There is a line containing "fill_convention: even-odd" in the records below. Repeat it and every line after it, exactly, through the final line, but no pictures.

> GIVEN DATA:
+-------+

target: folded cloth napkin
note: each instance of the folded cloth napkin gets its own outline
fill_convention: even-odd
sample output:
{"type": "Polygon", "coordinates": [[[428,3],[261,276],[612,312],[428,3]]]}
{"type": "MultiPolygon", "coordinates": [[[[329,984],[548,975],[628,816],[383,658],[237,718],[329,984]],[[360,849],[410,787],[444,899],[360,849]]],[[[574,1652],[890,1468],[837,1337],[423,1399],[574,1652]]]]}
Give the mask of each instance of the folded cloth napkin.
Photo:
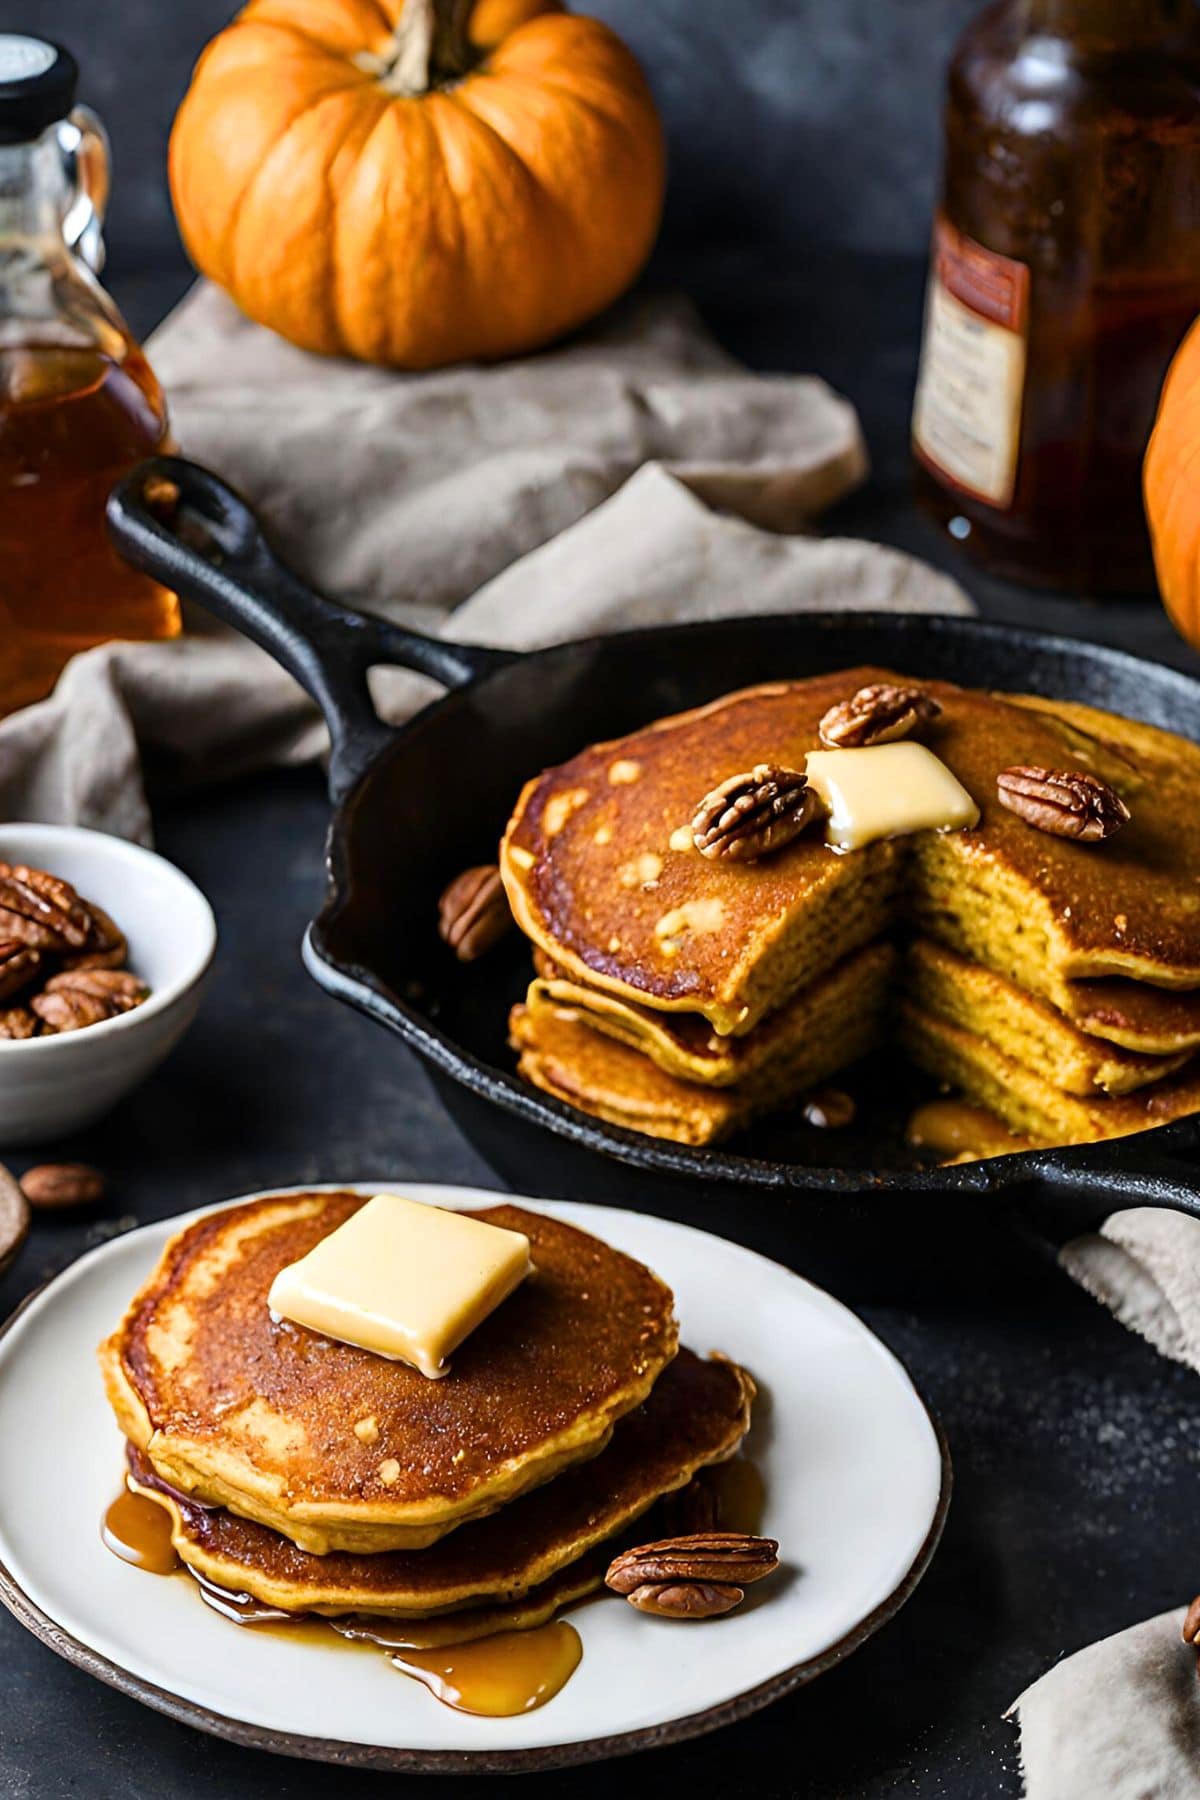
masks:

+-------+

> TASK RESULT:
fill_convention: even-odd
sample output:
{"type": "Polygon", "coordinates": [[[428,3],[261,276],[612,312],[428,3]]]}
{"type": "MultiPolygon", "coordinates": [[[[329,984],[548,975],[628,816],[383,658],[237,718],[329,984]],[[360,849],[410,787],[444,899],[360,849]]],[[[574,1652],[890,1468],[837,1337],[423,1399],[574,1652]]]]}
Give the mask of each instance of the folded cloth napkin.
Photo:
masks:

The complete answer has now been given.